Image entries with named regions:

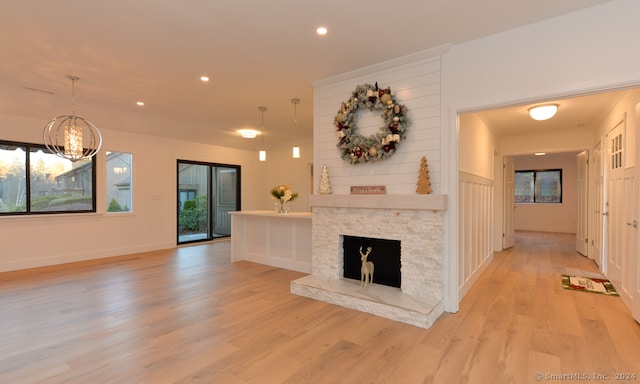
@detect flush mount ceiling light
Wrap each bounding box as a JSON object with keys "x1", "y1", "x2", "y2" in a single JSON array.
[
  {"x1": 258, "y1": 107, "x2": 267, "y2": 161},
  {"x1": 529, "y1": 104, "x2": 558, "y2": 120},
  {"x1": 42, "y1": 75, "x2": 102, "y2": 161},
  {"x1": 238, "y1": 129, "x2": 258, "y2": 139}
]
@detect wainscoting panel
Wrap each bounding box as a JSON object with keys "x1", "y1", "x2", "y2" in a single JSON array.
[{"x1": 458, "y1": 172, "x2": 493, "y2": 299}]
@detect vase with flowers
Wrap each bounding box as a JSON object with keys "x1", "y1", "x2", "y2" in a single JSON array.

Problem description:
Reproduce the entries above with "wainscoting panel" swapped for "wood wall panel" and every other detail unchanged. Leave the pictures out.

Result of the exercise:
@detect flush mount ceiling light
Wrap each bounding box as a JSON object with keys "x1", "y1", "x2", "y2" in a single JSON array.
[
  {"x1": 258, "y1": 107, "x2": 267, "y2": 161},
  {"x1": 529, "y1": 104, "x2": 558, "y2": 120},
  {"x1": 42, "y1": 75, "x2": 102, "y2": 161},
  {"x1": 238, "y1": 129, "x2": 258, "y2": 139}
]
@detect wood wall panel
Wrap each bounding box as a JSON object with keys "x1", "y1", "x2", "y2" in a single JSON array.
[{"x1": 458, "y1": 172, "x2": 493, "y2": 299}]
@detect vase with flowers
Wrap each bounding box as a JSON object with keys "x1", "y1", "x2", "y2" in a single JSON array.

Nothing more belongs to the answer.